• **Data shown**:
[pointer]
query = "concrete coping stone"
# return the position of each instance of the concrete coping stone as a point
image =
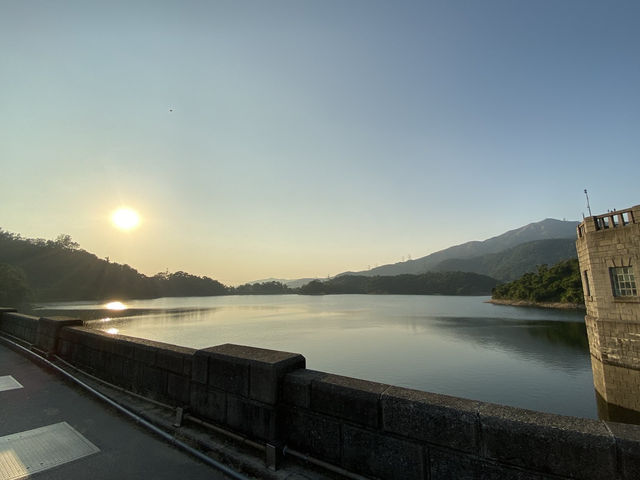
(250, 372)
(20, 316)
(546, 442)
(61, 321)
(433, 418)
(247, 354)
(627, 438)
(348, 398)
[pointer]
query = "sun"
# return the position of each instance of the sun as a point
(125, 218)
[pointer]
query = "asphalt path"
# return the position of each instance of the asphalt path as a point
(127, 451)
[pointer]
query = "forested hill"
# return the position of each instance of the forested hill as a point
(510, 264)
(60, 270)
(431, 283)
(544, 230)
(559, 284)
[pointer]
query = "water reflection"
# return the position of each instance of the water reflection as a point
(459, 346)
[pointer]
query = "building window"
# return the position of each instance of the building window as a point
(586, 284)
(623, 282)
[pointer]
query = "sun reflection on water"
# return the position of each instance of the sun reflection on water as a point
(115, 306)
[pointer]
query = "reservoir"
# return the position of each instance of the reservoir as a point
(462, 346)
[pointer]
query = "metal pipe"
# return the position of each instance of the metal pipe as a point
(111, 385)
(234, 436)
(210, 461)
(191, 418)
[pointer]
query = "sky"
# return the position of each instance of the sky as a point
(306, 138)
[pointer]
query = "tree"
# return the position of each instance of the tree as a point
(14, 290)
(65, 241)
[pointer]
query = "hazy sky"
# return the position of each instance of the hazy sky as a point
(311, 137)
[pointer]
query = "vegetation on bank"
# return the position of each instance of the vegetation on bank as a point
(59, 270)
(560, 283)
(430, 283)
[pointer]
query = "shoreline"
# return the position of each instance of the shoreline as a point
(526, 303)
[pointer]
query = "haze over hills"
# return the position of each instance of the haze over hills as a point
(512, 263)
(295, 283)
(546, 229)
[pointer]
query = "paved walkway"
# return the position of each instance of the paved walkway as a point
(115, 447)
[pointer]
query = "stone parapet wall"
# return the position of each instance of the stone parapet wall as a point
(372, 429)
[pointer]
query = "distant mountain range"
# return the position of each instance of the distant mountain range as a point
(498, 256)
(296, 283)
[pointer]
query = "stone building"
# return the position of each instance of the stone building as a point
(609, 255)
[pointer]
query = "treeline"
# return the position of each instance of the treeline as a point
(560, 283)
(38, 270)
(58, 270)
(431, 283)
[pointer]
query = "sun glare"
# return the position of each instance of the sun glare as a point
(125, 218)
(115, 306)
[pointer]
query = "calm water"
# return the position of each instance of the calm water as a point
(531, 358)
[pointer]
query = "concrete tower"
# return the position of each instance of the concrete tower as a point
(609, 255)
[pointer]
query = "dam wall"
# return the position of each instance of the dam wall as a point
(368, 428)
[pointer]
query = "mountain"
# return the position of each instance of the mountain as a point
(559, 283)
(59, 270)
(295, 283)
(546, 229)
(512, 263)
(431, 283)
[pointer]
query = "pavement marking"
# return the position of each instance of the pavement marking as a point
(25, 453)
(7, 382)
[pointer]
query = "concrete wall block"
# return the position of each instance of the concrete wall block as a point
(152, 381)
(265, 374)
(170, 360)
(627, 438)
(178, 388)
(547, 443)
(248, 371)
(447, 465)
(131, 371)
(380, 455)
(49, 329)
(113, 368)
(208, 403)
(311, 433)
(438, 419)
(348, 398)
(229, 374)
(64, 348)
(253, 418)
(144, 354)
(20, 325)
(296, 387)
(122, 348)
(200, 367)
(96, 361)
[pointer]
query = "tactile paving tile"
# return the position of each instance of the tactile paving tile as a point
(7, 382)
(25, 453)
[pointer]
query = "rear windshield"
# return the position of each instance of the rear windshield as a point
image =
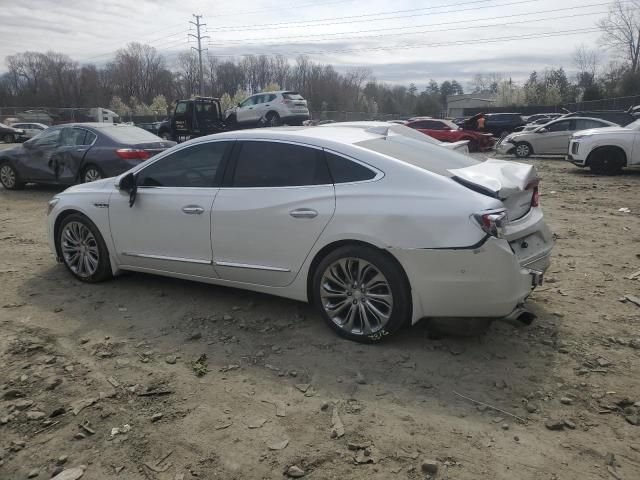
(433, 158)
(292, 96)
(129, 134)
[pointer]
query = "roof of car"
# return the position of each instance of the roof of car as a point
(345, 132)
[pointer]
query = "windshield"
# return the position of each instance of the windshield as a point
(634, 126)
(129, 134)
(433, 158)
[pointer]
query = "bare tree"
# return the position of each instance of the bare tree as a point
(621, 31)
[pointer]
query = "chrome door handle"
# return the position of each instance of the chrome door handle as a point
(303, 213)
(192, 210)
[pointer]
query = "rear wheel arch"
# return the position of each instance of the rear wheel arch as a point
(604, 148)
(324, 251)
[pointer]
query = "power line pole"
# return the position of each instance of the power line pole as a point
(199, 37)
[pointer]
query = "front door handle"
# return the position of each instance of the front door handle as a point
(303, 213)
(193, 210)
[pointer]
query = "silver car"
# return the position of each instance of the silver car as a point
(551, 138)
(269, 109)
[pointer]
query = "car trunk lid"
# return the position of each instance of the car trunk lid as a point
(515, 184)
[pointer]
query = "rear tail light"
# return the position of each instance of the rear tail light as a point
(492, 222)
(132, 154)
(535, 197)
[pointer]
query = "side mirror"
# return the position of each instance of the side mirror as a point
(127, 183)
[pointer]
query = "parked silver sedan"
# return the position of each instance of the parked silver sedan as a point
(551, 138)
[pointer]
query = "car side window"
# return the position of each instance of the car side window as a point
(275, 164)
(249, 101)
(562, 126)
(47, 138)
(194, 166)
(89, 138)
(344, 170)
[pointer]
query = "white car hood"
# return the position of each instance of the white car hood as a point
(605, 131)
(499, 176)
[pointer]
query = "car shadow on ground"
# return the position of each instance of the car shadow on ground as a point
(263, 333)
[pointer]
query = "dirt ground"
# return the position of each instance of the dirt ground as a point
(78, 361)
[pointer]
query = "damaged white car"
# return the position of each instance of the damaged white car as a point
(376, 229)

• **Problem details**: Lines in the entries above that hold "coping" should be counted; give only that count.

• **Exercise solution**: 2